Selected text |
Added training script for ED-AFM.

NikoOinonen · NikoOinonen · commit 5d0a2f029246 · 2024-02-06T20:13:25.000+02:00
diff --git a/mlspm/preprocessing.py b/mlspm/preprocessing.py
@@ -1,5 +1,5 @@
 import random
-from typing import List, Tuple
+from typing import List, Literal, Optional, Tuple
 
 import numpy as np
 import scipy.ndimage as nimg
@@ -213,12 +213,136 @@ def interpolate_and_crop(
 
 
 def minimum_to_zero(Ys: List[np.ndarray]):
-    '''
+    """
     Shift values in arrays such that minimum is at zero. In-place operation.
 
     Arguments:
         Ys: Arrays of shape (batch_size, ...).
-    '''
+    """
     for Y in Ys:
         for j in range(Y.shape[0]):
             Y[j] -= Y[j].min()
+
+
+def add_rotation_reflection(
+    X: List[np.ndarray],
+    Y: List[np.ndarray],
+    reflections: bool = True,
+    multiple: int = 2,
+    crop: Optional[Tuple[int]] = None,
+    per_batch_item: bool = False,
+):
+    """
+    Augment batch with random rotations and reflections.
+
+    Arguments:
+        X: AFM images to augment. Each array should be of shape ``(batch_size, x, y, z)``.
+        Y: Reference image descriptors to augment. Each array should be of shape ``(batch, x, y)``.
+        reflections: Whether to augment with reflections. If True, each rotation is randomly reflected with 50% probability.
+        multiple: Multiplier for how many rotations to generate for every sample.
+        crop: If not None, then output batch is cropped to specified size ``(x_size, y_size)`` in the middle of the image.
+        per_batch_item: If True, rotation is randomized per batch item, otherwise same rotation for all.
+
+    Returns:
+        Tuple (**X**, **Y**), where
+
+        - **X** - Batch of rotation-augmented AFM images of shape ``(batch*multiple, x_new, y_new, z)``.
+        - **Y** - Batch of rotation-augmented reference image descriptors of shape ``(batch*multiple, x_new, y_new)``
+    """
+
+    X_aug = [[] for _ in range(len(X))]
+    Y_aug = [[] for _ in range(len(Y))]
+
+    for _ in range(multiple):
+        if per_batch_item:
+            rotations = 360 * np.random.rand(len(X[0]))
+        else:
+            rotations = [360 * np.random.rand()] * len(X[0])
+        if reflections:
+            flip = np.random.randint(2)
+        for k, x in enumerate(X):
+            x = x.copy()

Given entries |
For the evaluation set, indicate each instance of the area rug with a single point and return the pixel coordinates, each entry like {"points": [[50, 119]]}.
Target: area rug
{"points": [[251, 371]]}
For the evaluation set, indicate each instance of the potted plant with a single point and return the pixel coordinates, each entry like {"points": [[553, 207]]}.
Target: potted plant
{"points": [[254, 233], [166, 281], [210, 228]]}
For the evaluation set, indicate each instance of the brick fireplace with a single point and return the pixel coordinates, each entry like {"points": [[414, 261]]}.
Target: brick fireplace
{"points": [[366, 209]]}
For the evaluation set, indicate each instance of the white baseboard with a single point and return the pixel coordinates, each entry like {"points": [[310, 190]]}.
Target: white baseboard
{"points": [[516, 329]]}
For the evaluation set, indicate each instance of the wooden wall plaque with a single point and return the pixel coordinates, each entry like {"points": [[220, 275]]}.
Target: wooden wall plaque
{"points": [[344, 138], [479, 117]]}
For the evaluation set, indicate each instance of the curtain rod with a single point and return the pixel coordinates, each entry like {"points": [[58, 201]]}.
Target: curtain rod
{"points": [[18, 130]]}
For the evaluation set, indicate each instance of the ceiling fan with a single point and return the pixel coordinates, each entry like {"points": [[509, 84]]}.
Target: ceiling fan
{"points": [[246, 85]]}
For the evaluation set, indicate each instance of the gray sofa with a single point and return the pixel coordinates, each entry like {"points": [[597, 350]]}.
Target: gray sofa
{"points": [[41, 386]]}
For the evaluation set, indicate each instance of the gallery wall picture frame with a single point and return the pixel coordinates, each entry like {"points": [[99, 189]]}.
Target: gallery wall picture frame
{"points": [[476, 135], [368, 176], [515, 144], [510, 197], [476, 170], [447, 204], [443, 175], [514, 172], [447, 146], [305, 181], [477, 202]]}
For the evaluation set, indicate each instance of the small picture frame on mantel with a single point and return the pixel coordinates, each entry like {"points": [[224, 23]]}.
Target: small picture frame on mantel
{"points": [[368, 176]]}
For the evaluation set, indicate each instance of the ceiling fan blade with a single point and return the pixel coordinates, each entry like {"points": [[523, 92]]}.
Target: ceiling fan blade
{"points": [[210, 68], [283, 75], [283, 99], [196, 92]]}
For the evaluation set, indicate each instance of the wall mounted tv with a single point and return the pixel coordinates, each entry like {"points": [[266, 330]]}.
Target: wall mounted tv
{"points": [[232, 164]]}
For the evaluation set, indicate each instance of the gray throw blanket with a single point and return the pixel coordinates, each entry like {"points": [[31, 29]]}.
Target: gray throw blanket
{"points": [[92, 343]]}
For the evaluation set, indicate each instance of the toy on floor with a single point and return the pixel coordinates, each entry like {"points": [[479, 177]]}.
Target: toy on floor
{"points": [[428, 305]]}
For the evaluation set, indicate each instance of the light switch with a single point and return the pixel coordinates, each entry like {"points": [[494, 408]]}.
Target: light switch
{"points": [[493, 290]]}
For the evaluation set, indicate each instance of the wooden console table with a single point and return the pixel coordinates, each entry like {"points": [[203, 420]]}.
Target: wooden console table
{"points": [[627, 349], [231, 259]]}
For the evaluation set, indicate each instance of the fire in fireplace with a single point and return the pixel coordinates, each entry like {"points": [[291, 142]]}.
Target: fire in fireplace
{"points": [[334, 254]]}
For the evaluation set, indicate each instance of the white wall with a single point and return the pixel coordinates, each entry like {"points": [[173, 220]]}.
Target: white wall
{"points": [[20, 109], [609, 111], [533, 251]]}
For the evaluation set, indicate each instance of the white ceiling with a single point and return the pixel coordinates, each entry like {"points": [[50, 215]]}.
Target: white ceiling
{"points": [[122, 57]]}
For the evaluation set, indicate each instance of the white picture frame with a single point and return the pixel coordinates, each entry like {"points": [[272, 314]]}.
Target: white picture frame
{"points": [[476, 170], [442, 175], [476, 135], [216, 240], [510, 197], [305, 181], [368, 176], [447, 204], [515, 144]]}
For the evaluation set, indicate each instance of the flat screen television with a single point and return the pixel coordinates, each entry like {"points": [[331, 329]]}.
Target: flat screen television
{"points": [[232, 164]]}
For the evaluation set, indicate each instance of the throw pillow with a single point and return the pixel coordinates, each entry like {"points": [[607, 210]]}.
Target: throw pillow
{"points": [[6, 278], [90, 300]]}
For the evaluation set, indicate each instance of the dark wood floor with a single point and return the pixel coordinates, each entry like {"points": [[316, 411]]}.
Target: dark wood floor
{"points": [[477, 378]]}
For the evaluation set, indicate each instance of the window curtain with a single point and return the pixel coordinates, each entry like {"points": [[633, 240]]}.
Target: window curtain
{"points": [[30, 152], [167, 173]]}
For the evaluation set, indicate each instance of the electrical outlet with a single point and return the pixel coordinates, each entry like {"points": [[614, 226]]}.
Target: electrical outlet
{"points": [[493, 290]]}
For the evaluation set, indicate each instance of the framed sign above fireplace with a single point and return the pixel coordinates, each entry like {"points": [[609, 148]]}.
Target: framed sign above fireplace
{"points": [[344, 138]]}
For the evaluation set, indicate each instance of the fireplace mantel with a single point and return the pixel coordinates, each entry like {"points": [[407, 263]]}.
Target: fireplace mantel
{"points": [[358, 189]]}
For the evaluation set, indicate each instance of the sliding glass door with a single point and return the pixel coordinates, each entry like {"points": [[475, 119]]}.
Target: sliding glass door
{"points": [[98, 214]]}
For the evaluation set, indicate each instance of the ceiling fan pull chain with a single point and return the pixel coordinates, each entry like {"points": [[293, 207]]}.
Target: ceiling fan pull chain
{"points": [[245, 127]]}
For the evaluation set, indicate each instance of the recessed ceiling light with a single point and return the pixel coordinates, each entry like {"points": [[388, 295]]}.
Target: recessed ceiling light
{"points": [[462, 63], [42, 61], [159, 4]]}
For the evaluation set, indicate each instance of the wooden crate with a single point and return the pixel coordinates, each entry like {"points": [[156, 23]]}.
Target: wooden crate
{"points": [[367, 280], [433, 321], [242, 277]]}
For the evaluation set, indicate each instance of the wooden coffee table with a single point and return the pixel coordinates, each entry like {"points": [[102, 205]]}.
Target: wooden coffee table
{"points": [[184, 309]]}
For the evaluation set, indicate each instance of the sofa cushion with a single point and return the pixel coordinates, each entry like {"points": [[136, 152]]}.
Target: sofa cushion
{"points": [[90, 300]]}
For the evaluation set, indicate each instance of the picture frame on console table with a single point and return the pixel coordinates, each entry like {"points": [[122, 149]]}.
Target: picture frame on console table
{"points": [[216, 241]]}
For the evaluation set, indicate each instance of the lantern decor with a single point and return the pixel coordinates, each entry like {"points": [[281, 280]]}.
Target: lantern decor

What you should do |
According to the commit diff above, when reflections are enabled in add_rotation_reflection, with what probability is each rotation randomly reflected?

Answer to the problem |
50% probability.